[[ Records for the task, beginning ]]

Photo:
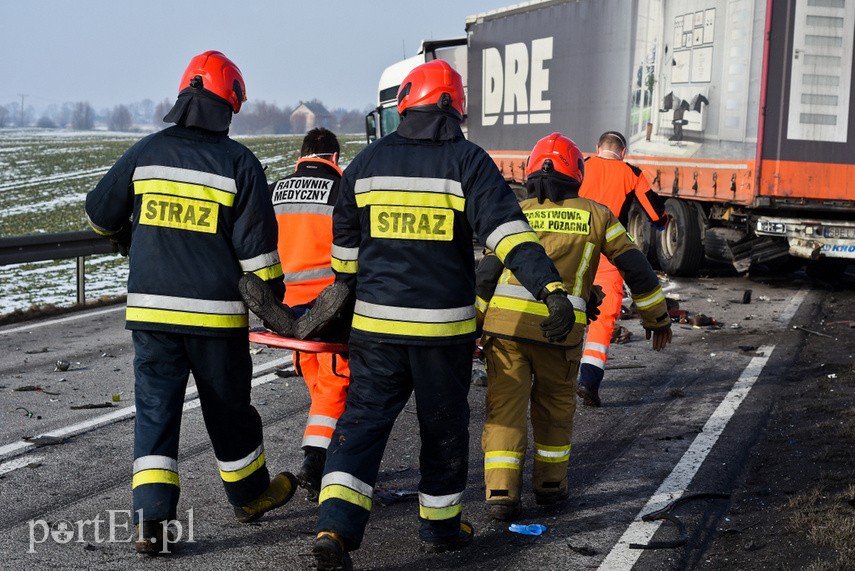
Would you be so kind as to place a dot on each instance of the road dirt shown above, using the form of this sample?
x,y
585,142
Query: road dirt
x,y
795,505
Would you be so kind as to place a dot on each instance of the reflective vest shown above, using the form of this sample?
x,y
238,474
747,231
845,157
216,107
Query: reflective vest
x,y
201,218
574,232
304,202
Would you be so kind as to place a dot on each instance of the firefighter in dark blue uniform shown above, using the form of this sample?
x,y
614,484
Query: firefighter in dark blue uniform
x,y
402,243
197,206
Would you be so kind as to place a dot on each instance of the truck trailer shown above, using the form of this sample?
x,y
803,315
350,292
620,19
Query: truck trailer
x,y
737,111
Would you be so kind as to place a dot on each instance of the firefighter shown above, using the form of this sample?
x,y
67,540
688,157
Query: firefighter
x,y
523,368
615,183
304,203
402,245
197,206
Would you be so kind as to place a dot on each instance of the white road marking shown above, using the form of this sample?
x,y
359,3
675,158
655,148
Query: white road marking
x,y
621,556
74,317
19,447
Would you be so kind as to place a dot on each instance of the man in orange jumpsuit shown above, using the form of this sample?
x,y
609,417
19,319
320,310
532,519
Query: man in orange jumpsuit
x,y
614,183
304,202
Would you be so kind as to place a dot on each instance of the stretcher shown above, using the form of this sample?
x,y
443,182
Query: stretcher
x,y
304,345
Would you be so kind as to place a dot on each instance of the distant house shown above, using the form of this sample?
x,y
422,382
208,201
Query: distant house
x,y
309,115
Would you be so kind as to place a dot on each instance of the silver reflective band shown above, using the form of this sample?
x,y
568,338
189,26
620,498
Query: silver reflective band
x,y
409,184
306,275
155,463
348,481
519,292
303,208
186,175
416,315
439,501
345,254
260,261
235,465
505,230
186,304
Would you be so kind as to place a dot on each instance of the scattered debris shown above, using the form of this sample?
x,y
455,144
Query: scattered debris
x,y
530,529
585,550
665,514
812,332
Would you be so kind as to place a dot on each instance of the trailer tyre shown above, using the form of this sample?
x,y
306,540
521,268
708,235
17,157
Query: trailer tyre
x,y
679,247
639,227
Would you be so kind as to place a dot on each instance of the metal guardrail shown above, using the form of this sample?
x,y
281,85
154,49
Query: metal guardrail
x,y
61,246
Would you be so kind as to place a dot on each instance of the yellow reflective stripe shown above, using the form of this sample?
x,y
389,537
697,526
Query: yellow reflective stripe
x,y
270,272
344,266
584,264
174,317
439,514
649,300
155,477
237,475
409,328
615,231
531,307
184,190
340,492
410,198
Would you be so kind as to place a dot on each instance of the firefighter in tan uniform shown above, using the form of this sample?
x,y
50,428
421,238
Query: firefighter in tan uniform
x,y
522,366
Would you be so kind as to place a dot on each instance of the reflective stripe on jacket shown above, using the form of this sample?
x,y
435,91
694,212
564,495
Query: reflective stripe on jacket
x,y
403,230
304,202
201,218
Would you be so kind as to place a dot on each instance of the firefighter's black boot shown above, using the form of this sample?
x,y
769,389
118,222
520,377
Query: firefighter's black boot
x,y
309,475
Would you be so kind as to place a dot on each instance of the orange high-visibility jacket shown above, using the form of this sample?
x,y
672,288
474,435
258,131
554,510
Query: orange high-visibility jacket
x,y
304,202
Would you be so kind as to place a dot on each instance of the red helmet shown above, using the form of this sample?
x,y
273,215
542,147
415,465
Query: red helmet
x,y
219,75
432,83
556,153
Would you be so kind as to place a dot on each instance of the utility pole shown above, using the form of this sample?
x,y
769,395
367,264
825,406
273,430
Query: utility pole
x,y
22,108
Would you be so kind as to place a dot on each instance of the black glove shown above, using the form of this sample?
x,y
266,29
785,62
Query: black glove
x,y
592,308
121,240
561,318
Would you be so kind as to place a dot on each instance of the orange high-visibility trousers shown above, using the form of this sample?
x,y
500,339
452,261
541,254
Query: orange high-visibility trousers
x,y
598,338
327,377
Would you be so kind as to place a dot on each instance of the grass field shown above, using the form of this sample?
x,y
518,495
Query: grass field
x,y
44,178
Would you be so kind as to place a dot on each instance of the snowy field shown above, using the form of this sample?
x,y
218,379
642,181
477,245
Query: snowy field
x,y
44,178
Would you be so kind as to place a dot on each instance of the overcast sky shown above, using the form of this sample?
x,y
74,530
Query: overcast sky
x,y
111,52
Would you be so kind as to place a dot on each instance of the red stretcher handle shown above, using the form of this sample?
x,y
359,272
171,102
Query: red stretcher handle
x,y
305,345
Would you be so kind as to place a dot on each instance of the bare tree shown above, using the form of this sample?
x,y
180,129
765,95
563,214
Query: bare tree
x,y
83,117
160,112
120,119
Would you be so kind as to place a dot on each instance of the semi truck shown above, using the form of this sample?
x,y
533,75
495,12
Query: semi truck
x,y
737,111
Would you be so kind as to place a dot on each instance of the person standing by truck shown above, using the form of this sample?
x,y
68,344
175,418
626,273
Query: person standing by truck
x,y
402,245
614,183
197,207
524,370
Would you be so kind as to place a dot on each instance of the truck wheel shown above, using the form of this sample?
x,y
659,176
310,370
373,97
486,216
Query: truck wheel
x,y
679,247
639,227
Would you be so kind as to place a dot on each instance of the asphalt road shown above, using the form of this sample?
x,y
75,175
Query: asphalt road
x,y
673,424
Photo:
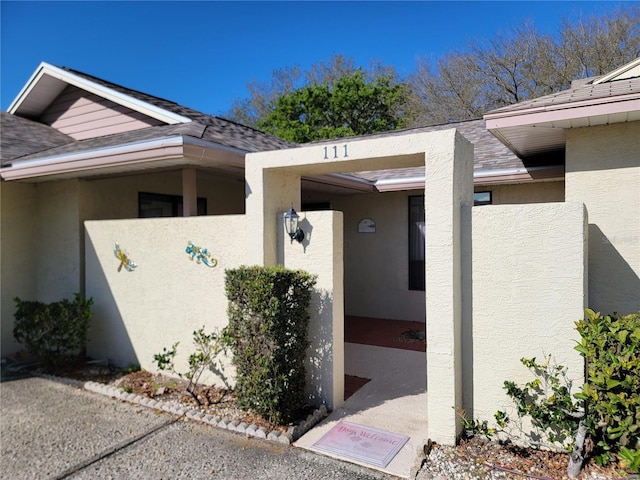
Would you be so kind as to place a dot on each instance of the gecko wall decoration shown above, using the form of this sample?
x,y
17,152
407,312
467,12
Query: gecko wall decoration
x,y
201,255
128,264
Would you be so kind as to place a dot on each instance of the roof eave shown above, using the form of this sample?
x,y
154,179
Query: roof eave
x,y
174,151
37,85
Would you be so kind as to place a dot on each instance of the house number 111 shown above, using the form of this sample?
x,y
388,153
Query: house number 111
x,y
335,150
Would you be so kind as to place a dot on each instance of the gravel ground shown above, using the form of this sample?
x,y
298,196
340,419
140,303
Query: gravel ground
x,y
52,430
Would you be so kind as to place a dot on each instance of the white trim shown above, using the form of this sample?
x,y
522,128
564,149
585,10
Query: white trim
x,y
100,90
616,73
99,152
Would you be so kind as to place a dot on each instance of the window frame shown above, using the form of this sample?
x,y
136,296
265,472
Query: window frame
x,y
174,203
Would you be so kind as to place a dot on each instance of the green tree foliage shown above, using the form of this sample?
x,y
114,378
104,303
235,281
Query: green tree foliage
x,y
510,67
269,312
350,106
55,332
520,65
265,96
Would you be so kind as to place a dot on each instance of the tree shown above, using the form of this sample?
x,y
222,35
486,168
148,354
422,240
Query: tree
x,y
263,96
348,105
521,65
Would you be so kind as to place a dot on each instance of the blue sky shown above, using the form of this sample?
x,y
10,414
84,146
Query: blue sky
x,y
202,54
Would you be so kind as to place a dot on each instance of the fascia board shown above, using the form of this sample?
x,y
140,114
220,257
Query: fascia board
x,y
571,111
140,152
100,90
489,177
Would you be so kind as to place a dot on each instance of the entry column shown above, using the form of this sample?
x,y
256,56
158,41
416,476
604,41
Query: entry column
x,y
448,186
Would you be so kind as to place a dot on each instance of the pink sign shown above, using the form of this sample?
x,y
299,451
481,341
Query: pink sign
x,y
366,444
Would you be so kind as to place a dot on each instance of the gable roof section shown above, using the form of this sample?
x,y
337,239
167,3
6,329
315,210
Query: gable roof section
x,y
538,126
493,162
21,136
182,124
186,128
48,81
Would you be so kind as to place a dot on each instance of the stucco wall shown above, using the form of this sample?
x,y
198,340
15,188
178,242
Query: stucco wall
x,y
528,289
118,197
603,172
321,253
539,192
168,296
18,207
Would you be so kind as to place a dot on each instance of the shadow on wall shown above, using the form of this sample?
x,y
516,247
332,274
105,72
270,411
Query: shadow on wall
x,y
106,326
467,309
613,285
320,352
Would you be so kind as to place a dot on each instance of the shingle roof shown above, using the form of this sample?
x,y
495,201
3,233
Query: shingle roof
x,y
219,130
20,136
489,152
577,93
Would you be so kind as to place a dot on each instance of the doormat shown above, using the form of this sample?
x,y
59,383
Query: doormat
x,y
366,444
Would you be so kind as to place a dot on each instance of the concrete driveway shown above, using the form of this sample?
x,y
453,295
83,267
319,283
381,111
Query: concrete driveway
x,y
50,430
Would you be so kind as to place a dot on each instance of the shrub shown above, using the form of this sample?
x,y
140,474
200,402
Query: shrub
x,y
547,400
268,332
54,331
208,347
611,348
611,415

[[ Records for the task, end ]]

◆ Description of the task
Begin with the line that contains "Query: gable roof section" and print each line exactly until the data ends, including the last line.

◆ Your response
Query: gable roof section
x,y
538,126
493,162
21,136
182,124
186,128
48,81
Would you be so kind as to place a dot on each instance of the stucco wall shown above, using the form of this sample?
x,y
198,340
15,188
178,242
Query: stucco wall
x,y
528,289
118,197
603,172
321,253
539,192
168,296
18,207
Would you be so kind as to place a dot on each instance of the shadow on wall shown above, using the form of this sample?
x,y
516,247
332,274
105,72
270,411
Query: shadow on wall
x,y
106,326
467,309
613,285
320,352
Would you be so kind as to place a dot on each instance of the shingle roof shown above, using the form of this sample?
x,y
495,201
3,233
Query: shingle roof
x,y
219,130
20,136
489,152
577,93
Would you be so kind as to place a dot on each instance of the doormat shown above, using the form of this sample?
x,y
59,383
Query: doormat
x,y
366,444
Would you be so kind as to place a dot on each instance of the concrete driveway shown above, using the form of this sample?
x,y
453,295
83,267
319,283
381,111
Query: concrete driveway
x,y
50,430
Would you be so kind as to place a dot on each instance of the shrub shown above, using the form of this sample?
x,y
140,474
200,402
Query: shrub
x,y
547,400
268,332
54,331
208,347
611,348
611,415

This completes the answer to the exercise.